WHAT IS EXPECTED => Reproduce the book review below word for word, from its first line to its last.

TEXT EXCERPT =>
____

Zoom Blog

Everything BlazeVOX

This Visit by Susan Lewis reviewed in Poet's Quarterly

  

Review: The Visit by Susan Lewis


Mary Kasimor
This Visit
Susan Lewis
BlazeVOX
Paperback, 104 pages
978-1-60964-169-6
http://www.blazevox.org/index.php/Shop/new-releases/this-visit-by-susan-lewis-384/

In Susan Lewis’ latest collection of poetry, This Visit, she informs the reader of the paradox of being alive in the poem, “Severence:” “the world too beautiful/despite these flaked years.” She repeats this throughout the book, reiterating her passion for existence through metaphors and sleight-of-hand magical language. Lewis creates a landscape of language that shifts meaning and then doubles back to remind the reader of what her main intent is in this collection. I believe that a poet writes from a sense of urgency; that is, a poet looks for the source of life and the meaning of life by writing poetry, and Lewis is accomplishing that in this book. She writes these poems as means to explain and explore the complexities and the fragility of human existence. She explains the inevitable in the poem, “My Life in Microbes:”


But (you say)

____

RECORDED INFORMATION =>

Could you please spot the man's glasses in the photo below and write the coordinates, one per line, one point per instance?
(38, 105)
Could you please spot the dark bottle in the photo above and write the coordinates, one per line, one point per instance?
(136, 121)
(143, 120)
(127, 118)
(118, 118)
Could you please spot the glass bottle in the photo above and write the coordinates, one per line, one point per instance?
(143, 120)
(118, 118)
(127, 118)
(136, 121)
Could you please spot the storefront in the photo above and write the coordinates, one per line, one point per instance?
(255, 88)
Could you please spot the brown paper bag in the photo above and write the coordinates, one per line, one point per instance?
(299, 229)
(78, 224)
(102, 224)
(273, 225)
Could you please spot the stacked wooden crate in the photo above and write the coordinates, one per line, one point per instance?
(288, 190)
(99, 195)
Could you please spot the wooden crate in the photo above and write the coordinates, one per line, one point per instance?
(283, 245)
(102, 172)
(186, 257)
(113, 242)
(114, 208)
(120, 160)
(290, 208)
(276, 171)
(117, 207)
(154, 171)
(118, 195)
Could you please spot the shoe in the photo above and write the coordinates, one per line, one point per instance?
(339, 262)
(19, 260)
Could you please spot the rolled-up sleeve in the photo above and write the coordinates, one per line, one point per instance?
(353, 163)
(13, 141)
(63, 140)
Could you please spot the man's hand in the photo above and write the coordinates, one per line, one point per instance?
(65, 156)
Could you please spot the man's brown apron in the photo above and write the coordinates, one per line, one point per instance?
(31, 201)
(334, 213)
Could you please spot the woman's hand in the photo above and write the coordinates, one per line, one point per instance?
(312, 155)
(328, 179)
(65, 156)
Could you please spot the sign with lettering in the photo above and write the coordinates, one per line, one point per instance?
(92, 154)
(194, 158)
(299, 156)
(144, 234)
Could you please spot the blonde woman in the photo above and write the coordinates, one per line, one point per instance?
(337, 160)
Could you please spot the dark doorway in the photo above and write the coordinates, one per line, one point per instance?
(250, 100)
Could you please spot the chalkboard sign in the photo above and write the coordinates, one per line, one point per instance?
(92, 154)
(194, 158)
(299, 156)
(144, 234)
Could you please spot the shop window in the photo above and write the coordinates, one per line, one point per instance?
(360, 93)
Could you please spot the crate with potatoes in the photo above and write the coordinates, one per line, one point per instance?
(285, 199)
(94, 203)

____

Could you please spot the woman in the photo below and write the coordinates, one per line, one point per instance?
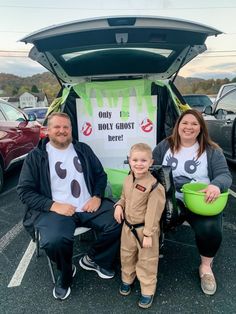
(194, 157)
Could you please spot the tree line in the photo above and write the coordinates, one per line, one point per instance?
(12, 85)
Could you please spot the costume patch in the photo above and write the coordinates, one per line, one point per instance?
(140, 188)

____

OUTPUT FOR THIS EXERCISE =>
Zoom Blog

Everything BlazeVOX

This Visit by Susan Lewis reviewed in Poet's Quarterly

  

Review: The Visit by Susan Lewis


Mary Kasimor
This Visit
Susan Lewis
BlazeVOX
Paperback, 104 pages
978-1-60964-169-6
http://www.blazevox.org/index.php/Shop/new-releases/this-visit-by-susan-lewis-384/

In Susan Lewis’ latest collection of poetry, This Visit, she informs the reader of the paradox of being alive in the poem, “Severence:” “the world too beautiful/despite these flaked years.” She repeats this throughout the book, reiterating her passion for existence through metaphors and sleight-of-hand magical language. Lewis creates a landscape of language that shifts meaning and then doubles back to remind the reader of what her main intent is in this collection. I believe that a poet writes from a sense of urgency; that is, a poet looks for the source of life and the meaning of life by writing poetry, and Lewis is accomplishing that in this book. She writes these poems as means to explain and explore the complexities and the fragility of human existence. She explains the inevitable in the poem, “My Life in Microbes:”


But (you say)